Problem: Write out precisely the lines beginning with the line that contains "Identify each instance of the girl's face" and ending with the last line of the entries, and no other lines.

============

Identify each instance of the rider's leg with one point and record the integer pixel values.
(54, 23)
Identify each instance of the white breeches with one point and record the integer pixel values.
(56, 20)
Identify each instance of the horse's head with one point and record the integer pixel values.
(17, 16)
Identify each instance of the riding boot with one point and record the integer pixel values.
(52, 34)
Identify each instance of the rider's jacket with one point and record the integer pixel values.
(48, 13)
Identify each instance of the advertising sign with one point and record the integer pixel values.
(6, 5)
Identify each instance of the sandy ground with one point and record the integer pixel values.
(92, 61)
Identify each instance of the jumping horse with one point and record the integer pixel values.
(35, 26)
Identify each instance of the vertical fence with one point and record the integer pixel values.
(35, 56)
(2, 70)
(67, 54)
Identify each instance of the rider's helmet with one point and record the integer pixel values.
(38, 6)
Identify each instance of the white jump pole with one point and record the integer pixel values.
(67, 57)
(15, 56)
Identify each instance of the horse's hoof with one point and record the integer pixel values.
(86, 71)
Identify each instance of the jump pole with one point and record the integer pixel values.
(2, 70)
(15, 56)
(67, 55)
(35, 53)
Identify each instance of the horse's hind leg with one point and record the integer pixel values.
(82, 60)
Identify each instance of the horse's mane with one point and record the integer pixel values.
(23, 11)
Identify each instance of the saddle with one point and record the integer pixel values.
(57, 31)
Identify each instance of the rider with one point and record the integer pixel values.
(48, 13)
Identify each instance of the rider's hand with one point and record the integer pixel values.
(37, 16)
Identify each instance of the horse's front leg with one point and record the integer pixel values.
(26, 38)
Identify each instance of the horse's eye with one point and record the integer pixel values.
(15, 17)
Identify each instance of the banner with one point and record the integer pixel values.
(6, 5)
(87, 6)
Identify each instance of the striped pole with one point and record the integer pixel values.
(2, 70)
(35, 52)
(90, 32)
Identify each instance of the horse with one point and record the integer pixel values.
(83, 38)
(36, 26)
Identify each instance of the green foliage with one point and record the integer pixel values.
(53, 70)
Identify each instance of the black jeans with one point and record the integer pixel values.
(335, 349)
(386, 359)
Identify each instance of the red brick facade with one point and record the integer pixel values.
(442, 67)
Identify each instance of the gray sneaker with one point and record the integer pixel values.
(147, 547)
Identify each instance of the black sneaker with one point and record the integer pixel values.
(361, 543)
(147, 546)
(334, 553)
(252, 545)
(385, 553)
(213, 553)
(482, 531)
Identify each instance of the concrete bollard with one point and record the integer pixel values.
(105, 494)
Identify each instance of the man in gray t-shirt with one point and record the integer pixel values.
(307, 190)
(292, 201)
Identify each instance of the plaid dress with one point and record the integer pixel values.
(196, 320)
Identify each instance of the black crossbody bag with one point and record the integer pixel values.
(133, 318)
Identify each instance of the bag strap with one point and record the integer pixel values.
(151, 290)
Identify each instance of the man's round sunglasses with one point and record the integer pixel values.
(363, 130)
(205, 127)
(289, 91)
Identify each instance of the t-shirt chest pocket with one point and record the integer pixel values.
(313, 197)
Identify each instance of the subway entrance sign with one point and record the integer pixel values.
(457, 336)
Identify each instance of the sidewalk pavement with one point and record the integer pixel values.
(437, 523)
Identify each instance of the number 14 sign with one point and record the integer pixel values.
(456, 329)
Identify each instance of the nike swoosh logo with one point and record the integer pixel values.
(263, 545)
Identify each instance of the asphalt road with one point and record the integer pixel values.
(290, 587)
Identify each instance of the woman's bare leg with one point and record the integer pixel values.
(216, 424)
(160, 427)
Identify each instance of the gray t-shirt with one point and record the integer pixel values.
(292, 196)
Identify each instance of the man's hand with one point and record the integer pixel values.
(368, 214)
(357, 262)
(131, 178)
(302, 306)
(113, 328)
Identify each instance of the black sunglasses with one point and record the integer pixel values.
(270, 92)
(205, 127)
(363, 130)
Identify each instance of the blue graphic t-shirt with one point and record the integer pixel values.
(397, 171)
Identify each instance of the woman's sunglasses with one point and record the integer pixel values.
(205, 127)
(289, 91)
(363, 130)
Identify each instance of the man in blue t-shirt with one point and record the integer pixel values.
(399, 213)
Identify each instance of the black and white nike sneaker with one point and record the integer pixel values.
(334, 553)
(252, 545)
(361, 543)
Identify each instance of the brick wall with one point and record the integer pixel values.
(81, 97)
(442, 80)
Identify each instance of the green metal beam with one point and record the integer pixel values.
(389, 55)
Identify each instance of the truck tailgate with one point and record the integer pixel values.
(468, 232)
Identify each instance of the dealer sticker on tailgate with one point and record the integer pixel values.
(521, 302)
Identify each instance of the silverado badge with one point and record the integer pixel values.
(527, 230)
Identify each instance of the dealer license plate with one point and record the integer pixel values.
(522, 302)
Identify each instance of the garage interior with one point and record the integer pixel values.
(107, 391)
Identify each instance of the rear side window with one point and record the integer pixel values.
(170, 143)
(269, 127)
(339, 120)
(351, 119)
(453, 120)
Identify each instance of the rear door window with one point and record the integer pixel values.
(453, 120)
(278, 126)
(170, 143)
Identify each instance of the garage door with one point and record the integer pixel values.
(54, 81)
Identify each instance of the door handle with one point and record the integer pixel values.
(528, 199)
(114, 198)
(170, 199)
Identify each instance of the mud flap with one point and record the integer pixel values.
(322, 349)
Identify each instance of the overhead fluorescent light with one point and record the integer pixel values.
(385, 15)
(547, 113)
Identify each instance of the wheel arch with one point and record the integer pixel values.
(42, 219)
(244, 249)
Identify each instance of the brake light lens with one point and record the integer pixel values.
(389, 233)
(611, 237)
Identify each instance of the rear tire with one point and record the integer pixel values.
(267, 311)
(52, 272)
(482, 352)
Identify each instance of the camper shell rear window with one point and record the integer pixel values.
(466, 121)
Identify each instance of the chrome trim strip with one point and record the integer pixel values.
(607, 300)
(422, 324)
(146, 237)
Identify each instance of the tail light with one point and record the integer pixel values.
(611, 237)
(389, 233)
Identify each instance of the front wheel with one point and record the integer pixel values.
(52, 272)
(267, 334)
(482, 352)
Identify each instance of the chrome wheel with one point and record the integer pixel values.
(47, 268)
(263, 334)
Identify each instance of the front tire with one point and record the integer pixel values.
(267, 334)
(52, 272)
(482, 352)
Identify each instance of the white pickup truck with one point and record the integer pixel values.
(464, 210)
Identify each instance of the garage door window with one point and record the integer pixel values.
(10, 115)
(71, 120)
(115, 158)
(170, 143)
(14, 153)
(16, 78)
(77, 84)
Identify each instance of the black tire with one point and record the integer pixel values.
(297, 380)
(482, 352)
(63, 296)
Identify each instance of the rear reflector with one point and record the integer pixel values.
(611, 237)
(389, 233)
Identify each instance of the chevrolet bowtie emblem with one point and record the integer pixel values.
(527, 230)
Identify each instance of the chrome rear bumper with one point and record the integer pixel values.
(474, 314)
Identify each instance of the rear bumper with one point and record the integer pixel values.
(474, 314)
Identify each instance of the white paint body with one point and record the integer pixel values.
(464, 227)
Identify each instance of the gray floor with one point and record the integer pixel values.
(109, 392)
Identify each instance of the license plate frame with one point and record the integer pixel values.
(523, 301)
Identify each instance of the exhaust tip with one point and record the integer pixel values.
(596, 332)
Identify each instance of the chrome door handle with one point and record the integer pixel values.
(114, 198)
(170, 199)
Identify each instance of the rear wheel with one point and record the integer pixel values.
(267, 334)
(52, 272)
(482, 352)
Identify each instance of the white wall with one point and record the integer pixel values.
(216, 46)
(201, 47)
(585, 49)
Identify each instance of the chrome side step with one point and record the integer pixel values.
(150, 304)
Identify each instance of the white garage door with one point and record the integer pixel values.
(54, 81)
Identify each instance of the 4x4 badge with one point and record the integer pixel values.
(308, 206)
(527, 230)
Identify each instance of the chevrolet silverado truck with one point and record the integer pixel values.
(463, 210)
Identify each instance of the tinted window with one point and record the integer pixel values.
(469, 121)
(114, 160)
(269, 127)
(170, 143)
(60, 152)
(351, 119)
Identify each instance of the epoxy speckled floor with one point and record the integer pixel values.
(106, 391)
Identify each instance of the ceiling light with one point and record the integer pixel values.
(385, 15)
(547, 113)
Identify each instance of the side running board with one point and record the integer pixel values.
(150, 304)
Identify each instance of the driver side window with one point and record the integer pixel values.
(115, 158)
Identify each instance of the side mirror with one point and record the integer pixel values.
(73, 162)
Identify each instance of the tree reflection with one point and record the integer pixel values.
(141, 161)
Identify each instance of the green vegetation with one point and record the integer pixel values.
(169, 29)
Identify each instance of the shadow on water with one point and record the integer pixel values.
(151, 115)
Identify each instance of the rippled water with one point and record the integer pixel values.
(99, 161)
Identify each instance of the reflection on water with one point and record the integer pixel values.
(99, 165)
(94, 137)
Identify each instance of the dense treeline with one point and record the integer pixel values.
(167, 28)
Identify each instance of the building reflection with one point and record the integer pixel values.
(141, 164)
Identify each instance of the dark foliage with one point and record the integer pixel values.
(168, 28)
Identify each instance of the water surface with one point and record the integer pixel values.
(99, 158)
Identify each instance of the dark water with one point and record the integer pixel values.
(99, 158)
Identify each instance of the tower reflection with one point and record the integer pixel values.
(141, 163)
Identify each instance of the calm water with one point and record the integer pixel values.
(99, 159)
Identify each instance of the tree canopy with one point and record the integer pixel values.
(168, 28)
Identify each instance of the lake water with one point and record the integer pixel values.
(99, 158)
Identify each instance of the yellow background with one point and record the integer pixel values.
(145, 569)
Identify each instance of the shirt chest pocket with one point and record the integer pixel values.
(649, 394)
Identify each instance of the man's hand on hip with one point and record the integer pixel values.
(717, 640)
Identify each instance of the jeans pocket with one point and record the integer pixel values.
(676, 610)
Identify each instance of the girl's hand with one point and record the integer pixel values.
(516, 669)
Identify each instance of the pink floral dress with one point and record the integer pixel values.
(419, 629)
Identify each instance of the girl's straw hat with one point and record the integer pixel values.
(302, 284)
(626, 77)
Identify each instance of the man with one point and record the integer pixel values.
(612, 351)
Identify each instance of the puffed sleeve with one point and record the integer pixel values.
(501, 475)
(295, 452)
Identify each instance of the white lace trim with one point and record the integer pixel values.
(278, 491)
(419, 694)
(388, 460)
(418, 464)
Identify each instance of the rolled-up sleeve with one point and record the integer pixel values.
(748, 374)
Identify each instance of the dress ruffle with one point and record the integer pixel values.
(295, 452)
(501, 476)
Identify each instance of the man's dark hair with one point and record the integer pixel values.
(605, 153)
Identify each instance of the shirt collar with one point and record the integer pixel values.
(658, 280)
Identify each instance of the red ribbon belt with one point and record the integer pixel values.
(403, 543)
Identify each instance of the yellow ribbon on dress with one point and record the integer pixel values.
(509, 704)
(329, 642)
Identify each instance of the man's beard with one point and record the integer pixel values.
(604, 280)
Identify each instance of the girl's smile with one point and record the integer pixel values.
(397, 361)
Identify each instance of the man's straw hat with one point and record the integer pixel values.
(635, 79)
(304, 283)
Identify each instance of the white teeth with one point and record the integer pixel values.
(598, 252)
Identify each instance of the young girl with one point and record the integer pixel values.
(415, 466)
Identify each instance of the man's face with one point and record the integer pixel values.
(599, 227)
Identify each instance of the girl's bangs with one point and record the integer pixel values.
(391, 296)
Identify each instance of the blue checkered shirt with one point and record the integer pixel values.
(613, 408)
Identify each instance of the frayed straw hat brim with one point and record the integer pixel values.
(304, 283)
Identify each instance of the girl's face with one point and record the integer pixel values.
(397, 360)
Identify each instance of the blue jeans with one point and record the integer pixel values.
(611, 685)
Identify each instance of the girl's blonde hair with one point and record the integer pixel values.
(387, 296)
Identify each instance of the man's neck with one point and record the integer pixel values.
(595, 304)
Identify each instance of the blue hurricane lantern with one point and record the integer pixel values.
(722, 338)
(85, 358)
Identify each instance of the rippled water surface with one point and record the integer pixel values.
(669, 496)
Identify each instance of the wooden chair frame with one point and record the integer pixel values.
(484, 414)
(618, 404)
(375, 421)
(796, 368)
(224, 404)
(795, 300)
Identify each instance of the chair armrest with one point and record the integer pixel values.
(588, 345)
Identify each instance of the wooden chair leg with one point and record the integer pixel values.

============

Result of the task:
Identify each instance of the girl's face with one point and record the integer pixel values.
(397, 360)
Identify each instance of the blue jeans with one point and record the integer pixel values.
(611, 685)
Identify each instance of the girl's blonde hair with one point and record the integer pixel values.
(387, 296)
Identify each instance of the man's neck with one point and record the integer pixel values.
(595, 304)
Identify each instance of the blue hurricane lantern with one point and record the integer pixel values.
(722, 338)
(85, 358)
Identify each instance of the rippled water surface with one point and record the integer pixel values.
(669, 496)
Identify each instance of the wooden chair frame with one point and record the integer pixel values.
(484, 414)
(618, 404)
(375, 421)
(796, 368)
(224, 404)
(795, 300)
Identify each instance of the chair armrest with one point and record the integer pixel values.
(588, 345)
Identify each instance of the wooden chair leg with one point and record the integer pixel values.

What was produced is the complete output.